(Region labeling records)

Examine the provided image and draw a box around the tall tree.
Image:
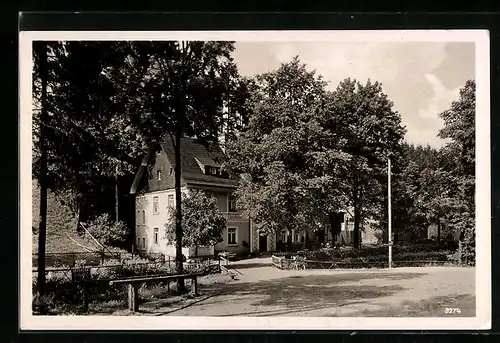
[329,79,405,247]
[33,41,49,312]
[439,80,476,262]
[33,42,146,300]
[228,57,343,245]
[123,41,245,291]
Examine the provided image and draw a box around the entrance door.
[259,235,267,252]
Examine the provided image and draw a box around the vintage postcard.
[20,30,491,330]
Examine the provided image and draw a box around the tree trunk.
[115,164,120,223]
[34,42,48,313]
[353,204,361,248]
[174,130,187,293]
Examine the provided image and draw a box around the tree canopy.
[165,190,226,253]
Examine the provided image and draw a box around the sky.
[233,42,475,148]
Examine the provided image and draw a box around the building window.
[227,227,237,244]
[153,227,159,244]
[281,230,288,242]
[227,195,236,212]
[153,197,160,214]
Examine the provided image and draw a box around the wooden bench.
[109,273,205,312]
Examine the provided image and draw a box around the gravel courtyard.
[111,259,475,317]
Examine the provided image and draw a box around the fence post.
[458,241,462,266]
[82,281,89,312]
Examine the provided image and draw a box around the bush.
[297,242,456,262]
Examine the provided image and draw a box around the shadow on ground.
[150,272,426,316]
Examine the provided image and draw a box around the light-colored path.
[133,258,475,317]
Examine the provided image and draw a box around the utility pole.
[387,158,392,268]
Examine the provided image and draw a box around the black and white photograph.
[20,30,491,330]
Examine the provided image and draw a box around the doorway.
[259,235,267,252]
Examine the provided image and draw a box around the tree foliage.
[320,78,405,246]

### WHAT YOU WILL DO
Please copy out every line from the line containing "Examine the provided image and draw a box around the entrance" down to the end of the material, and reduce each bounding-box coordinate in that span by 135. Leave the rest of the material out.

### FULL OUTPUT
Examine the provided image and draw a box around the entrance door.
[124,100,132,117]
Examine the provided image and draw a box around the vintage postcard.
[-115,-105,356,195]
Examine the provided image and draw a box around the tree trunk.
[-20,29,-15,88]
[-101,-93,-87,178]
[218,69,226,113]
[39,-5,52,158]
Examine the provided image and draw a box around the tree canopy.
[30,55,91,118]
Examine the provided image and draw a box around the sky.
[98,-93,340,13]
Examine the provided image and draw a box around the building window.
[92,92,102,109]
[18,92,24,109]
[146,95,153,107]
[92,60,101,77]
[18,62,25,79]
Examine the provided image and draw a box around the wooden bench.
[-26,138,70,177]
Examine the provided image and draw a box around the gravel courtyard.
[-24,124,340,182]
Examine the provided image and draw a box around the fence post.
[323,106,327,131]
[-53,146,-46,177]
Examine the provided image and draw a box around the bush.
[162,107,321,127]
Examine the provided image and draw a box around the shadow on ground.
[15,137,291,181]
Examine the provided image and draw a box around the light-colored path.
[-2,123,340,182]
Examine the provided image and draw a box around the utility pole.
[252,23,257,133]
Examine the provided image and draw a box around the black and white photograph.
[-115,-105,356,195]
Examine the provided image and draw a box around the doorway.
[124,100,132,117]
Examine the provided image and draw a box around the tree foliage.
[185,-57,270,111]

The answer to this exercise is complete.